Les travailleurs boliviens et marocains
peuvent vivre en paix avec
eux-mêmes dans un taudis. Ils
intériorisent les échecs. Ils savent
que pour accéder à un habitat
plus décent, ils doivent consentir
plus d’efforts (travailler les weekends)
acheter des matériaux de
construction et ériger une demeure
plus agréable qu’ils pourront
revendre s’ils accédaient à un standing
HLM dans le future. Chez
nous, nous avons une politique de
l’habitat qui produit des frustrations
et de la misère. Elle n’a aucun
horizon d’équilibre. Elle continue
de promettre ce qu’elle ne peut
livrer. La réalité des chiffres est plus
têtue que les affirmations exagérément
optimistes de nos bureaucrates.
Le second facteur pose le problème
de l’équité à travers la politique
de logement. Quelle est la justification
par laquelle on fait payer
à un ingénieur qui dispose d’un
revenu net de 30 000 DA/mois,
des taxes qui seront utilisées pour
financer et fournir gratuitement un
logement à un citoyen qui a un
revenu de 15 000 DA par exemple.
L’ingénieur peut se retrouver avec
cette catégorie d’Algériens qui
n’auront jamais droit au logement.
Mais quand même, il ne pourra
pas éviter qu’une partie de ses
taxes aient été utilisées pour financer
et octroyer des logements gratuits
à des concitoyens. Il paye lui
même à autrui ce qu’il n’aura
jamais l’avantage d’avoir.
Le troisième et dernier aspect de la
politique de l’habitat est lié au système
d’incitation au travail.
_ _ _ _ _
- _Consigne_: Résumez plus brièvement, dans l'extrait sur la politique de l'habitat, le paragraphe qui commence par « Le second facteur pose le problème », sans perdre ses faits principaux.
_ _ _ _ _
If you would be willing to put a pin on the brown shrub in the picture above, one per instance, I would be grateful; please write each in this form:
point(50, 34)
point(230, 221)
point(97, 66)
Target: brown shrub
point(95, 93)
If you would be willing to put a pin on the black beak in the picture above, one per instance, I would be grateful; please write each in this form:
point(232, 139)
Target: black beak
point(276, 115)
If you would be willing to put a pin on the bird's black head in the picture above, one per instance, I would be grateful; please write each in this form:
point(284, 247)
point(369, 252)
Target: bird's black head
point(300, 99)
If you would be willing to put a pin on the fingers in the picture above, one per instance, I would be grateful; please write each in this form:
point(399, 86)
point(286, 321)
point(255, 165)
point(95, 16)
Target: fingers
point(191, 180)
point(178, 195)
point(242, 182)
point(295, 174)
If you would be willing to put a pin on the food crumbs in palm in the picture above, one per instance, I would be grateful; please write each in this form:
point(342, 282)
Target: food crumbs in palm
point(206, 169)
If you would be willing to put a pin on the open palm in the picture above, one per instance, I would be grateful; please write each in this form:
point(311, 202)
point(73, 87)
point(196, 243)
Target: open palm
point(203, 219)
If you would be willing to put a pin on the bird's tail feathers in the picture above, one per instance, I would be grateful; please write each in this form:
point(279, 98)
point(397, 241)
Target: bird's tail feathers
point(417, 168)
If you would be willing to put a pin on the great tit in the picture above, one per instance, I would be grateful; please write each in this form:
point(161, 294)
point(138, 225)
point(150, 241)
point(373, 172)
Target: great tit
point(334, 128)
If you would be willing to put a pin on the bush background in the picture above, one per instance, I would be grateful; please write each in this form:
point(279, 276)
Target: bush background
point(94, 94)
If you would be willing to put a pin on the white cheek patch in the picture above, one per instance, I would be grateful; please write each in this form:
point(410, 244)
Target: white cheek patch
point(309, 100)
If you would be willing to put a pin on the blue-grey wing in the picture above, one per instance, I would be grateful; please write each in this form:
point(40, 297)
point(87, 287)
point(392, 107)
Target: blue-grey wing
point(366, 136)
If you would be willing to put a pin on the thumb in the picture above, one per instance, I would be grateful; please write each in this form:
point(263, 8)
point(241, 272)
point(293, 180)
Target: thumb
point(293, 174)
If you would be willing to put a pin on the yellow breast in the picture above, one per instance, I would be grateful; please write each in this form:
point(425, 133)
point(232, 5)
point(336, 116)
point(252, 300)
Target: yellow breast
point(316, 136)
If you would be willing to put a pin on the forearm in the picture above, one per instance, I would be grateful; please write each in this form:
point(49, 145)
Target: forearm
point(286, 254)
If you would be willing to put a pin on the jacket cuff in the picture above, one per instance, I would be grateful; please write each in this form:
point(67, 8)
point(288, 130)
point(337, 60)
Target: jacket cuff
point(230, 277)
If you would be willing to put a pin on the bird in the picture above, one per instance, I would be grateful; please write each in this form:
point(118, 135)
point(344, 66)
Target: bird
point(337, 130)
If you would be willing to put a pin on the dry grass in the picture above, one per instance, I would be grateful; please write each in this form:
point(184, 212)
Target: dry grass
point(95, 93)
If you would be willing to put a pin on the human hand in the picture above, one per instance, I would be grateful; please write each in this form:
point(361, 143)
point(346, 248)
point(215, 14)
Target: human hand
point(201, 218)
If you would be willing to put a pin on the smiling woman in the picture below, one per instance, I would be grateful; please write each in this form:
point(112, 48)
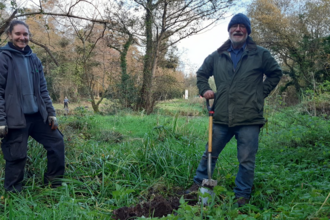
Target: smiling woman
point(19, 34)
point(26, 110)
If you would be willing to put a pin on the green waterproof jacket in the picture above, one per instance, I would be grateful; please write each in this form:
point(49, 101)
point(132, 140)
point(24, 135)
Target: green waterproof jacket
point(240, 92)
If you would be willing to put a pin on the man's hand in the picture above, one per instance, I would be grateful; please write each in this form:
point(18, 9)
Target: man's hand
point(3, 131)
point(209, 94)
point(52, 122)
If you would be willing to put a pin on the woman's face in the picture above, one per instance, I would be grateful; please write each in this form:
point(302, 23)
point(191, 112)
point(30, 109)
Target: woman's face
point(20, 36)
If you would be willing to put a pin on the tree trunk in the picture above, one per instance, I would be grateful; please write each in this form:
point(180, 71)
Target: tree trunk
point(144, 100)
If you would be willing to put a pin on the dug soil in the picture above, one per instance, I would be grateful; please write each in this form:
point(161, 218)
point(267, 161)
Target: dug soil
point(157, 207)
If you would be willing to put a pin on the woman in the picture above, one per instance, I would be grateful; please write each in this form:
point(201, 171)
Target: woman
point(25, 108)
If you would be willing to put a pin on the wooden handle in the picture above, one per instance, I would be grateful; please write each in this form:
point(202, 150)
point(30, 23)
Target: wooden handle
point(210, 134)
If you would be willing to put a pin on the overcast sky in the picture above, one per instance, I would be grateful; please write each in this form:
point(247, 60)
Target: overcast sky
point(196, 48)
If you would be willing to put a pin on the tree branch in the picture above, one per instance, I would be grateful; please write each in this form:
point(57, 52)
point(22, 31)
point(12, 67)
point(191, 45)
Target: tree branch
point(47, 50)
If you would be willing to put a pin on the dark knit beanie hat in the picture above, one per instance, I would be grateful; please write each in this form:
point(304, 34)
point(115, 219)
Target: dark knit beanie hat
point(241, 19)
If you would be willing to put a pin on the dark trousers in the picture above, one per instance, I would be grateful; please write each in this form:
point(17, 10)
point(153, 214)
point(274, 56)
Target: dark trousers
point(14, 147)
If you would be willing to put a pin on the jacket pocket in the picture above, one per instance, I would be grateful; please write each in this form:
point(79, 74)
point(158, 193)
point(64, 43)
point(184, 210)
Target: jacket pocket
point(14, 113)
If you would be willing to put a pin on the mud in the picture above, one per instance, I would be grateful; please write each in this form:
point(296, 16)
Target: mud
point(158, 207)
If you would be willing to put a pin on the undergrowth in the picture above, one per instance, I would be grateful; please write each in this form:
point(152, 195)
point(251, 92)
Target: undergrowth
point(120, 160)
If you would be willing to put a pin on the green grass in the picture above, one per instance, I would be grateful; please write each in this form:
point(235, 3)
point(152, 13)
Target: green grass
point(120, 160)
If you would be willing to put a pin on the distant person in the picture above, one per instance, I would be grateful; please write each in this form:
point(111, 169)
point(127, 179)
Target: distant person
point(238, 67)
point(26, 110)
point(66, 102)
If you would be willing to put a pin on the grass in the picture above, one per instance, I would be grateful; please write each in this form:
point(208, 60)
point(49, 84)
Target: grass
point(120, 160)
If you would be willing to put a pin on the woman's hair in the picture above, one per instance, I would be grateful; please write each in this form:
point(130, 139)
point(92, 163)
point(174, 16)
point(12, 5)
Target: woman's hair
point(13, 23)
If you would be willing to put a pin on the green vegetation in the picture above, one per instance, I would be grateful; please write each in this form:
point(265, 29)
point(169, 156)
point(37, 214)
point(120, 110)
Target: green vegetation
point(129, 157)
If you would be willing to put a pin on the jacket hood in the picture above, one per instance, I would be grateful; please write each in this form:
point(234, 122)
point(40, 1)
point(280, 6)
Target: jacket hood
point(14, 51)
point(250, 45)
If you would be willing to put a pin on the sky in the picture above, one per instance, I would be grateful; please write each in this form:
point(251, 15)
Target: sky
point(195, 49)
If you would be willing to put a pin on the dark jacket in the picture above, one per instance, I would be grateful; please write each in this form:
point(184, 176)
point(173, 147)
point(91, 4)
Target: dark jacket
point(240, 92)
point(11, 101)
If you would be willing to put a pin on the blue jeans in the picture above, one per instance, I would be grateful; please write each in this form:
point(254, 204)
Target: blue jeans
point(247, 147)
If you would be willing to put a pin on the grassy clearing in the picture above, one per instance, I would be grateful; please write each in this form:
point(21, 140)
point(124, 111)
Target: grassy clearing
point(120, 160)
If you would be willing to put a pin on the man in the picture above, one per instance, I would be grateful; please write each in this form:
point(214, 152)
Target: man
point(26, 110)
point(238, 67)
point(66, 102)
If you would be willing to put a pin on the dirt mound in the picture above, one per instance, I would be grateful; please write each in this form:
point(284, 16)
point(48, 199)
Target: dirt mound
point(157, 207)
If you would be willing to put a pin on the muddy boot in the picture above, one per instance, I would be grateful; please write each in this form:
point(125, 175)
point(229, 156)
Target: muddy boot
point(193, 189)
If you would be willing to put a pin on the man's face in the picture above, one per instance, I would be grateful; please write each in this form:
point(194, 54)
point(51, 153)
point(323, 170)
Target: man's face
point(20, 36)
point(238, 34)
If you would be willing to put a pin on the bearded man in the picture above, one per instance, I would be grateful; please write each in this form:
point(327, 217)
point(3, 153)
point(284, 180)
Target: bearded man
point(238, 67)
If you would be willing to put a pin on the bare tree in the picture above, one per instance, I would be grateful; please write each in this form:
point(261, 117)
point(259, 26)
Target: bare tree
point(171, 21)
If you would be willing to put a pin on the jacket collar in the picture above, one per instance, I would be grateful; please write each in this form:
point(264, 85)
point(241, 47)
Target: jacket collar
point(250, 45)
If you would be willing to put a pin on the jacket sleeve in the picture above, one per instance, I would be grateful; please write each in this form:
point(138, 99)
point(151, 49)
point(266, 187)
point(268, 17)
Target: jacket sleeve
point(3, 82)
point(43, 90)
point(203, 75)
point(272, 71)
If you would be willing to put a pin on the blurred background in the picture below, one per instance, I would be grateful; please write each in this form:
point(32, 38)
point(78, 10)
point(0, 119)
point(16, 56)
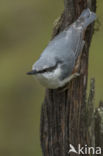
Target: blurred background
point(25, 29)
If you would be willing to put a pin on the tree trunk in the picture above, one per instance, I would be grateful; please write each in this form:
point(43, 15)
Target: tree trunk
point(63, 115)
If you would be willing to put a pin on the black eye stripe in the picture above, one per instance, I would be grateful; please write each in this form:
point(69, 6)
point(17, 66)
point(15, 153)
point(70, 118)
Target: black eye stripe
point(50, 68)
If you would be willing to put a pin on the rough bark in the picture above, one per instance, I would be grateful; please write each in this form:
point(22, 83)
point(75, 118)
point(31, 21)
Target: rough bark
point(63, 115)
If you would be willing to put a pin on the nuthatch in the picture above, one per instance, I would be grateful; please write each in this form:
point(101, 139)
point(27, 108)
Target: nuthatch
point(56, 65)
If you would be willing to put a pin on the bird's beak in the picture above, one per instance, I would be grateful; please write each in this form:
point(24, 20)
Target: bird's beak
point(33, 72)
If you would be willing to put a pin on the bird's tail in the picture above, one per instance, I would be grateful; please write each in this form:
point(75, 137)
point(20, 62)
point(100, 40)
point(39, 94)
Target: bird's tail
point(86, 18)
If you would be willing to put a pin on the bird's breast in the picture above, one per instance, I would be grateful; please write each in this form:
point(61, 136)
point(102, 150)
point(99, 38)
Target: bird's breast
point(50, 79)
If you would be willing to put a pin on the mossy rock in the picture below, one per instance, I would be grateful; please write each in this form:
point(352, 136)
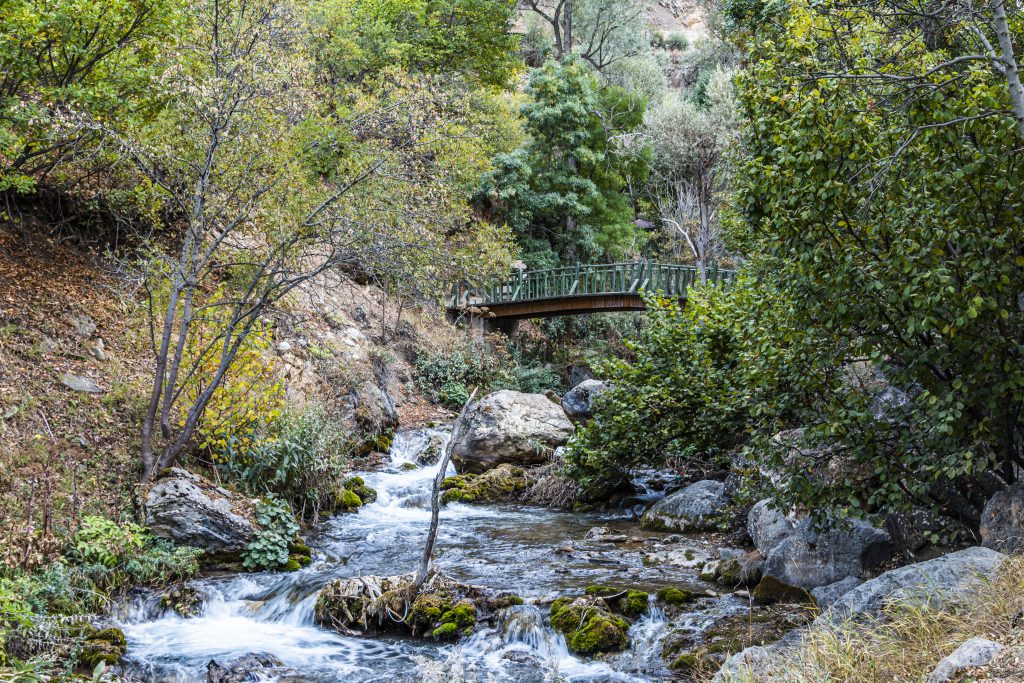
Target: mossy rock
point(589, 626)
point(299, 548)
point(347, 501)
point(105, 645)
point(366, 494)
point(633, 604)
point(183, 600)
point(674, 596)
point(496, 485)
point(504, 601)
point(770, 590)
_ _ _ _ _
- _Réponse attendue_: Le second facteur soulève la question de l'équité dans la politique de logement. Le texte demande ce qui justifie qu'un ingénieur disposant d'un revenu net de 30 000 DA par mois paie des taxes servant à financer et fournir gratuitement un logement à un citoyen qui gagne, par exemple, 15 000 DA. Cet ingénieur peut appartenir à la catégorie d'Algériens qui n'auront jamais droit au logement. Une partie de ses taxes aura pourtant servi à offrir des logements gratuits à d'autres. Il paie ainsi à autrui un avantage dont il ne bénéficiera jamais.